Activity: Say how many lines of the entries below include "dark", giving nothing but that number.

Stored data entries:
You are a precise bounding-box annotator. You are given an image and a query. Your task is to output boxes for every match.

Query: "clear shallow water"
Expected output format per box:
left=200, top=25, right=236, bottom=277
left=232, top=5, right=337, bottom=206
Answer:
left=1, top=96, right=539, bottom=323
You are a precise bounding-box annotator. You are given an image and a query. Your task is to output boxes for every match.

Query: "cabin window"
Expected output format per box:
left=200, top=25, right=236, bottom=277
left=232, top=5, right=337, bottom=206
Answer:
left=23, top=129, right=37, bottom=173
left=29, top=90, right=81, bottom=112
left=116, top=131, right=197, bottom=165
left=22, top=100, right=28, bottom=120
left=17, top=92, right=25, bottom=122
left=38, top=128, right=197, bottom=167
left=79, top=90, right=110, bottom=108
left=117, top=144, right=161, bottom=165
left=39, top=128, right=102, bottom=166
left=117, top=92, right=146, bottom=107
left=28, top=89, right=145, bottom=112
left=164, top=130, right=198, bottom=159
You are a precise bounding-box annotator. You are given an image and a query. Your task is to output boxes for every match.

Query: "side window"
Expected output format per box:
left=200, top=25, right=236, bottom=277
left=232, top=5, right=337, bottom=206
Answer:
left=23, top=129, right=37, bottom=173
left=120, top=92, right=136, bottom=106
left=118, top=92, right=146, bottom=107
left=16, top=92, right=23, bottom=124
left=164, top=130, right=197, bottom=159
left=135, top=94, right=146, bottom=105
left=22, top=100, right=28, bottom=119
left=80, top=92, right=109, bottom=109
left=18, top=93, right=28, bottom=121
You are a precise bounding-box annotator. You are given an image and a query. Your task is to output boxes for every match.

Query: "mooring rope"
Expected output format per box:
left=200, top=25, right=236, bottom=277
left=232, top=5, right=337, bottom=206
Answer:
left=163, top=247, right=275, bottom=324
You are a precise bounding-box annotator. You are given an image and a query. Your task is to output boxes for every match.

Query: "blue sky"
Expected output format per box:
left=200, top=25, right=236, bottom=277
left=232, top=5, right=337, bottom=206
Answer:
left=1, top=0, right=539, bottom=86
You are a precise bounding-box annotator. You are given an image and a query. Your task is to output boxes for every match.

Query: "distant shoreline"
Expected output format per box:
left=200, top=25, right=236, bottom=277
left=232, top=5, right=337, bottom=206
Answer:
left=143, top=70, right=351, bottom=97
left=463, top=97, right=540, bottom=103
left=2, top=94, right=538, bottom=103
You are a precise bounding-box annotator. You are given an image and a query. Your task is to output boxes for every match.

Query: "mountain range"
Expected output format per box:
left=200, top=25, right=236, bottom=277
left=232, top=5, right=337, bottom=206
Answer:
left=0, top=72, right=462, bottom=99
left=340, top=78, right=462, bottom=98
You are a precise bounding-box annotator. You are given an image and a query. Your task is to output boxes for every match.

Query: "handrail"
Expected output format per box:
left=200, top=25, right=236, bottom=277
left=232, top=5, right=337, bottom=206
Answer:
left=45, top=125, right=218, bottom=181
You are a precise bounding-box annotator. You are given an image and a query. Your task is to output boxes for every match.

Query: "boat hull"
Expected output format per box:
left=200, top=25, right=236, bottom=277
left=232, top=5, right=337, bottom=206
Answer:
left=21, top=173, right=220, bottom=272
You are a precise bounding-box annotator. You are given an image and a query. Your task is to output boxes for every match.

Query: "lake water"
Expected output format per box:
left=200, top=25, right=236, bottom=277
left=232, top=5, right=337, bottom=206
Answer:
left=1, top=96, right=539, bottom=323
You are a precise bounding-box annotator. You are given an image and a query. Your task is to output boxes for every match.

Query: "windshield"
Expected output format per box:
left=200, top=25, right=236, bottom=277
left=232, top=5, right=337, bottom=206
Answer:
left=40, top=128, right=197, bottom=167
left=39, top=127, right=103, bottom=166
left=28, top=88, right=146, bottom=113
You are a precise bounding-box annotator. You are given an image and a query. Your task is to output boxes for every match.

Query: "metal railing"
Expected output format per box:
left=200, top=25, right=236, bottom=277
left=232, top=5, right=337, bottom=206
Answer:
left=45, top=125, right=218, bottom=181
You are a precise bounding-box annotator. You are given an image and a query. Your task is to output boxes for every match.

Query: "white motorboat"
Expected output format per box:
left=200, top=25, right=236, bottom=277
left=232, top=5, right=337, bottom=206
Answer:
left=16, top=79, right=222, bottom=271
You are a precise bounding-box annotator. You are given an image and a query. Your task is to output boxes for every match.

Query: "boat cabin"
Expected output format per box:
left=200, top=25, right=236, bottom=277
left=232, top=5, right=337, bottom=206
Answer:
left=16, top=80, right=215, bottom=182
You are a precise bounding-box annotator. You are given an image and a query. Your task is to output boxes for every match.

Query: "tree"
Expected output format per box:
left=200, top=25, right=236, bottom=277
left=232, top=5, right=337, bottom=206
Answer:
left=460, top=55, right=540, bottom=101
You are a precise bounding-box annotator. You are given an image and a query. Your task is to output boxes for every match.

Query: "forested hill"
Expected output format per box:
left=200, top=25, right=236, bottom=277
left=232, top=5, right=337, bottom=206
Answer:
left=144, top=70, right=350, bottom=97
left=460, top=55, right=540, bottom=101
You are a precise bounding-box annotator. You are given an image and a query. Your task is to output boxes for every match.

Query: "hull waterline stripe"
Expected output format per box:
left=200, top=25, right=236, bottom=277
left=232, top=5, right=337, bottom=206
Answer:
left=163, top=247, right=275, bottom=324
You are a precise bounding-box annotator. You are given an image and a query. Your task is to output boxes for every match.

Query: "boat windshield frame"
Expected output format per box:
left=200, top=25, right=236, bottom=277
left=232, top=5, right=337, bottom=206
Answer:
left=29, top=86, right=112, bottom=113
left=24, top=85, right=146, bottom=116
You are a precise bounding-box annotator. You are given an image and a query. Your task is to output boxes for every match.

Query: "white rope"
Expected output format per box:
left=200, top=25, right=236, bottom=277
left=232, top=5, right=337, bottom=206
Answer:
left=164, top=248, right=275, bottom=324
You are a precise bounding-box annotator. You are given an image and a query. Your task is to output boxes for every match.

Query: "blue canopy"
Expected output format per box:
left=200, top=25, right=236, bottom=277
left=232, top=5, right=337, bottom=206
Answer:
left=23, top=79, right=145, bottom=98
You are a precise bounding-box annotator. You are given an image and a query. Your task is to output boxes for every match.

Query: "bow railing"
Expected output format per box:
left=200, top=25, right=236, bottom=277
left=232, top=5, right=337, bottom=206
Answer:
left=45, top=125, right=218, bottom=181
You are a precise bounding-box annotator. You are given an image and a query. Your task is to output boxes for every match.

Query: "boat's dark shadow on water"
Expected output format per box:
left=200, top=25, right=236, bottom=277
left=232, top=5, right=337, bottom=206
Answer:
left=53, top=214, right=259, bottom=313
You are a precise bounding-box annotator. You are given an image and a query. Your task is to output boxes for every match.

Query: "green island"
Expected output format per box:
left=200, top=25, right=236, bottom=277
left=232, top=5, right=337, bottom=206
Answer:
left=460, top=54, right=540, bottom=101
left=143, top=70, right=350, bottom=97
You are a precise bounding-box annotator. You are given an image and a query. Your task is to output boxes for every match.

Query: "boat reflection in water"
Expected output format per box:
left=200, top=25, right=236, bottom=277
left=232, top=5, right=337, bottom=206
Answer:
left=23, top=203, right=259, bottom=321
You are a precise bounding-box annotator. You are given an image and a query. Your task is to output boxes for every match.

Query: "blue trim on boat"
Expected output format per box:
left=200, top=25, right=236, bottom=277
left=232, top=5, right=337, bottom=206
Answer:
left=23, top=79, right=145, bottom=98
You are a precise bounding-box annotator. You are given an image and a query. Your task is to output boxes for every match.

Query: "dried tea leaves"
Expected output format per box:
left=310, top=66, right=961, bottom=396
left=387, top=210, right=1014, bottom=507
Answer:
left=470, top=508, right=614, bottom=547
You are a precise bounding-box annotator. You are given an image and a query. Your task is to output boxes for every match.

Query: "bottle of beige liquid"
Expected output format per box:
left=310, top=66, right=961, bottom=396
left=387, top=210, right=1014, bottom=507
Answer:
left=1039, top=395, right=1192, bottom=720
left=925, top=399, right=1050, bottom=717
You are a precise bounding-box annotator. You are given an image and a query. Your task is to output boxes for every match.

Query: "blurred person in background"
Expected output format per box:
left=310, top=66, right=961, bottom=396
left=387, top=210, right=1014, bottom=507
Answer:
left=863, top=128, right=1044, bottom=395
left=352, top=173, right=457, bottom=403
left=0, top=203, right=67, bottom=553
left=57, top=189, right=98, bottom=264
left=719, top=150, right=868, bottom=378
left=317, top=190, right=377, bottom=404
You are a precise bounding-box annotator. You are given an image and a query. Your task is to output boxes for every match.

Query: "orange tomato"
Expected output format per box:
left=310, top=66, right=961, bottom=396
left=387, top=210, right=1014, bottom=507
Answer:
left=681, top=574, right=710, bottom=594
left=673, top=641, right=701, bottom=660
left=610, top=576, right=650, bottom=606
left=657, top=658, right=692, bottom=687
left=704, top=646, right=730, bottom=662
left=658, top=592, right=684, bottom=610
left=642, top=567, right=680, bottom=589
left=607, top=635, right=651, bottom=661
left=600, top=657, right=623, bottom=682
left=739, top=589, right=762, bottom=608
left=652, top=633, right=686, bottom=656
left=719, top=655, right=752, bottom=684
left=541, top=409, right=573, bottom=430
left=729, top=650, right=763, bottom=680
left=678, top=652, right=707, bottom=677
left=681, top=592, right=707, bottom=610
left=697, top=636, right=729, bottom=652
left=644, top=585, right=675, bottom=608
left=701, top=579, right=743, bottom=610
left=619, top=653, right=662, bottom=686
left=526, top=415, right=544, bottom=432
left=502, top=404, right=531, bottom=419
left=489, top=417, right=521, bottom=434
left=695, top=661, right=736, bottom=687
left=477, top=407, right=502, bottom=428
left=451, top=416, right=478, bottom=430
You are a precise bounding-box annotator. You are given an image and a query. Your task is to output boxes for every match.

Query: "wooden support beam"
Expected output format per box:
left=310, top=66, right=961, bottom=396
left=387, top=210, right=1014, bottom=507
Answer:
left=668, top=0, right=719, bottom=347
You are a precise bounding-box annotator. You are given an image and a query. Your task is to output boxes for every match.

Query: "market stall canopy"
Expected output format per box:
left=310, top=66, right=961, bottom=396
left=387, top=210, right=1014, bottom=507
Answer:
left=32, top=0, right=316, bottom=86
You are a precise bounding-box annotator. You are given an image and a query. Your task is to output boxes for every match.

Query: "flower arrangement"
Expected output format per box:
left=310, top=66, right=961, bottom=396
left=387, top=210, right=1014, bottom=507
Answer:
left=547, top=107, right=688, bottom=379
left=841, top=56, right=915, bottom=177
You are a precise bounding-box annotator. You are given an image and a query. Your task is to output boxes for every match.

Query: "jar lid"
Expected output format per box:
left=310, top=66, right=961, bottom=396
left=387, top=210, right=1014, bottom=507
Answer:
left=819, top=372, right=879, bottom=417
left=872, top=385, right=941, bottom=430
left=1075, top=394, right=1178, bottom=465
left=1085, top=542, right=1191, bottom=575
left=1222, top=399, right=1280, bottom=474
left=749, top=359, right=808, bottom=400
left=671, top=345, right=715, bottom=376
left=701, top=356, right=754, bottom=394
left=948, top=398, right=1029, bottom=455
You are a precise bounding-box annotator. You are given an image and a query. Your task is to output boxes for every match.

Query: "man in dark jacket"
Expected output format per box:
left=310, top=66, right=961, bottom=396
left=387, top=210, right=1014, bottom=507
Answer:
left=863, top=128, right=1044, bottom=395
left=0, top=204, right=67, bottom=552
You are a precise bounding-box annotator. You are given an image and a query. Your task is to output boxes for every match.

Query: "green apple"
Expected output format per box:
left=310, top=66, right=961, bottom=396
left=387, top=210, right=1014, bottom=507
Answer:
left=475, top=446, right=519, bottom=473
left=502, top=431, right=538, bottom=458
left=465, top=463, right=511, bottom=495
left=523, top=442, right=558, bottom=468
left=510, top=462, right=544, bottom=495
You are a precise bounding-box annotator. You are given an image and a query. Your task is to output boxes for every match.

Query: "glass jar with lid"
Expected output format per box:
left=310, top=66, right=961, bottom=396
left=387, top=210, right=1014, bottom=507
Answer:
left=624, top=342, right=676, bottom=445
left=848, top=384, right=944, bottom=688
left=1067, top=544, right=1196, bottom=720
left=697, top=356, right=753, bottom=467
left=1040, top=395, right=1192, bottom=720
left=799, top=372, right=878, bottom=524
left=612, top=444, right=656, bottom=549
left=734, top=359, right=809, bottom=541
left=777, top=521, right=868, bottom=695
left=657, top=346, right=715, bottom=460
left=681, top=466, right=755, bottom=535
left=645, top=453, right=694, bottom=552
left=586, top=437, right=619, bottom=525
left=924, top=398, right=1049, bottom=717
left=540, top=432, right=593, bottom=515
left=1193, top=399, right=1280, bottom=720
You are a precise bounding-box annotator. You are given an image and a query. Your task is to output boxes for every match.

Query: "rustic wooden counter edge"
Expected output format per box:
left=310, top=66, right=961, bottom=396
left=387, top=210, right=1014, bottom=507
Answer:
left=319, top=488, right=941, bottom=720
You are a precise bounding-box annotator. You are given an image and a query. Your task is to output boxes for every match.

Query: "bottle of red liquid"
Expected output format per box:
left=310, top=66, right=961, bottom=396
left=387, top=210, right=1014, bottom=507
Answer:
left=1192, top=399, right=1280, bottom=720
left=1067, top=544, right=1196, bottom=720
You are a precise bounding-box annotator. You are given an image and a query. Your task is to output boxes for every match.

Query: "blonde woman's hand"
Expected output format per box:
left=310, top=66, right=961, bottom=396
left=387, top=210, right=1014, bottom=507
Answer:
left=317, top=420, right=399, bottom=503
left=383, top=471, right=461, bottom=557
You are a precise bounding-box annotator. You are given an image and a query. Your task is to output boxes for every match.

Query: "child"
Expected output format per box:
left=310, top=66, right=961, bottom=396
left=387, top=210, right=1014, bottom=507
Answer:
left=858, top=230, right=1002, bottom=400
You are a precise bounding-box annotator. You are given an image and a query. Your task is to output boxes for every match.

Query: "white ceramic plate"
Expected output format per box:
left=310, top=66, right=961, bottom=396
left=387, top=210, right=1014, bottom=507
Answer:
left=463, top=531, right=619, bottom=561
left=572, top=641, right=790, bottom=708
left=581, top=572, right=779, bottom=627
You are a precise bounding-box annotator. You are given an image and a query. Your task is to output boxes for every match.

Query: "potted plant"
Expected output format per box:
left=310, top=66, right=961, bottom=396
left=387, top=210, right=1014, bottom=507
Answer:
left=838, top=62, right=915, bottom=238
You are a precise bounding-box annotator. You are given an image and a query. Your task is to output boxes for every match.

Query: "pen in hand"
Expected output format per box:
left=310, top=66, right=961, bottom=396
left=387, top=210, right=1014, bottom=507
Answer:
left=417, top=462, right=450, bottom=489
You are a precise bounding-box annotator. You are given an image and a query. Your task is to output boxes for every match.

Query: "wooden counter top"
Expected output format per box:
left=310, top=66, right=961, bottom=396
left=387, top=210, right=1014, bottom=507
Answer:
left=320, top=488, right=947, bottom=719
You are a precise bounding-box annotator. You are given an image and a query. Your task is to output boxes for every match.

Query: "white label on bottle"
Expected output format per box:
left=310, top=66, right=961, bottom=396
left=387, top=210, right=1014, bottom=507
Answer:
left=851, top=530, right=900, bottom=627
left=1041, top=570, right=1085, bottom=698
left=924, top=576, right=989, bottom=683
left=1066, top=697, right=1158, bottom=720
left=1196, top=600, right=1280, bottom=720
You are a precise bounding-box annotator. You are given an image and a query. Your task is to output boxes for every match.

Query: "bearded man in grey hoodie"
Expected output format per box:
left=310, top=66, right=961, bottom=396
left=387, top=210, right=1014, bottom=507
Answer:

Response below: 2